_GIVEN PASSAGE_
Start of Block
Thank You Sampson this is what I was looking for :goodpost: Very good post. I have actually visited some bully forums and was told that most bullies don't pass the hip testing... So I was trying to give some other bully folks the chance to respond to that I am always open to learning more. I am pretty firm in believing that dogs should be health tested in these times. And that you should know and be aware of any health problems that surround your dogs in the first few generations prior to breeding that dog. Obviously you would need to outweigh the benefits/risks of breeding that dog depending on the results.


----------



## Black Label Romo

I do believe she was talking to me Sampsons Dad lol...
sorry for the confusion!


----------



## Sadie

Sampsons Dad said:


> I am not talking abut APBT ...I am talking breeders in general.
> We have the same problem in Mastiff breeders.


I am sorry I should have quoted  I was speaking to Lone Star .. Your answer was much appreciated and very helpful


----------



## Sampsons Dad

Sadie said:


> I am sorry I should have quoted  I was speaking to Lone Star .. Your answer was much appreciated and very helpful


:woof::woof::woof:


----------



## Black Label Romo

I agree awesome post Sampsons Dad...
And thank you for the links! I will definitley be looking into this more!! I'm always ready to learn...
Good topic Sadie thanks!


----------



## Indigo Bully Connection

Well, in MOST cases you cannot judge a dog by it's outward appearance. That is why there are things like health testing. I know I've heard of a couple of breeders who took a dog in knowing it would fail and it passed and vice versa. It's much more common in the GSD world. IMO, if there hasn't been health testing to start with how can the community lump their dogs together and say "oh, it's a lost cause... they're a bully and there's no need in health testing because i know he will fail". That is pure crud I tell ya! 

What it all boils down to is that people are far too sensitive to invest their money into a test that could come back as a negative, thus tarnishing the reputation of their kennel. When they have had their hearts set on banking on their dogs reproductive system from the moment the turn on the computer screen to Google American Bully or Bully Pits etc. before purchasing their first dogs. Ignorance is bliss especially when your Christmas presents are secure under your tree because of the money you made pawning off those Christmas puppies.


----------



## BullyTheKid

*Health testing is relative new even in the show world of the American pit Bull terrier, by new im saying 10 years, with a boom of requiring health tests in the last 5 years.

The American Bully community is not as versed on the procedures and tests that should be used to determine breeding potential or stock. If the average American Bully owner has dogs that are under the age of 4 they may have not experienced a dog that is dysplastic, therefore the need to health test will not neccesarily be on their mind.
End of Block
_DATA SHOWN_
Start of Block
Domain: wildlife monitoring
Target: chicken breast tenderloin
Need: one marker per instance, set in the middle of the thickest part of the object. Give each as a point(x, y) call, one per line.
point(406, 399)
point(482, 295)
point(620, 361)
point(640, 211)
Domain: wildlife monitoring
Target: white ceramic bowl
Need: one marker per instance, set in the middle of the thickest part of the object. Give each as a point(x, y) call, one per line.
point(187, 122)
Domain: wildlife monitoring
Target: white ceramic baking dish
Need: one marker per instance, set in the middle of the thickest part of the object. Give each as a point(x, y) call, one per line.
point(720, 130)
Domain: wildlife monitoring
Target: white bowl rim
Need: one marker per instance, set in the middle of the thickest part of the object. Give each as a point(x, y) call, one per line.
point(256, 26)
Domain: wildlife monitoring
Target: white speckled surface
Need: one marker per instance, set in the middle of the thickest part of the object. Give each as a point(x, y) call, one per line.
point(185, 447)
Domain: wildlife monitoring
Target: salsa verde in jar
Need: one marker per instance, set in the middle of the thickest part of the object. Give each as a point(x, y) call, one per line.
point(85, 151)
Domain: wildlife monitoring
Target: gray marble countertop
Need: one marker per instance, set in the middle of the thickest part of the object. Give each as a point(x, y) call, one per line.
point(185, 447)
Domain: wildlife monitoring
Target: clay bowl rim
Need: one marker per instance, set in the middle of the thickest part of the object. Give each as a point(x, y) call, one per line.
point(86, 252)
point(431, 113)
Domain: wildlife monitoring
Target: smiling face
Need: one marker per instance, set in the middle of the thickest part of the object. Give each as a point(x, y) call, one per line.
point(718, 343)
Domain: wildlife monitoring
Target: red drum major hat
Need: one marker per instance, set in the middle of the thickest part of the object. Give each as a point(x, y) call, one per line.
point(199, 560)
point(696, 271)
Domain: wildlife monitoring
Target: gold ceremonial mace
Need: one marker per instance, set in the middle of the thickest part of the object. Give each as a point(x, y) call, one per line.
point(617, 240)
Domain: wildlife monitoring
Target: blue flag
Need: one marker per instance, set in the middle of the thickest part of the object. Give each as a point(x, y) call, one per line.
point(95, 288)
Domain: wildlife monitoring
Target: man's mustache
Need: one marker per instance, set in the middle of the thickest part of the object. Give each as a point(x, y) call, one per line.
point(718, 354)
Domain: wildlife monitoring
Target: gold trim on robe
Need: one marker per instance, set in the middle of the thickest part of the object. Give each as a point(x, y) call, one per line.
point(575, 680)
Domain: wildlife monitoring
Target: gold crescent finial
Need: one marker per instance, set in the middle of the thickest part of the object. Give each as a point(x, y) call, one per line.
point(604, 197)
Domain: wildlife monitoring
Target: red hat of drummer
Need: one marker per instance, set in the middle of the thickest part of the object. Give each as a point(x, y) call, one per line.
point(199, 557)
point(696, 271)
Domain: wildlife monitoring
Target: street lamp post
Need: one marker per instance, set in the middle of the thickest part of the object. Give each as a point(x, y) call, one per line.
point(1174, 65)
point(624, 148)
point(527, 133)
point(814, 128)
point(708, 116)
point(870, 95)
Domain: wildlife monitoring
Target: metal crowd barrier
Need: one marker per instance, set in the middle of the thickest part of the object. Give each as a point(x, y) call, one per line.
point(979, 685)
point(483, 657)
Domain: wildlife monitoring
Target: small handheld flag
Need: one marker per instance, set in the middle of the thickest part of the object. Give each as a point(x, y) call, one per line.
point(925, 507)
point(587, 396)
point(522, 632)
End of Block
_REQUIRED ACTION 1_
In the forum thread on health testing, how long does BullyTheKid say health testing has been around in the show world of the American Pit Bull Terrier?
_REQUIRED ACTION 2_
Carry the forum thread on health testing forward from its last sentence.
The entries are not needed for anything that follows the forum thread on health testing.

_ANSWER BOX 1_
About 10 years, with a boom in requiring health tests in the last 5 years.

_ANSWER BOX 2_
The majority of all breeders do not use health testing, in regards to hips and hearts. The statistics that say most fail, I would challenge based soley on the fact that few dogs have been tested to have an adequate sample size to pass a judgement. Health testing is also not going to elimninate dysplasia or heart issues, often times people breed sub par dogs based on the passing of health tests when the dog is structuarally not a dog that should be bred.

The American Bully does have breeders that health tests, as a member of the community I encourage health testing, although I encourage hearts over hips, if its one or the other.
To state that most would fail is based soley off of appearance and not science as I doubt very many have been tested. However, you show me the ones who have recieved a OFA poor, or who are dysplastic and I will show you some who have passed. I know of one very predominate Bully male who was dysplastic, but I also know of dogs that are 4 times bred on said dog who are OFA good.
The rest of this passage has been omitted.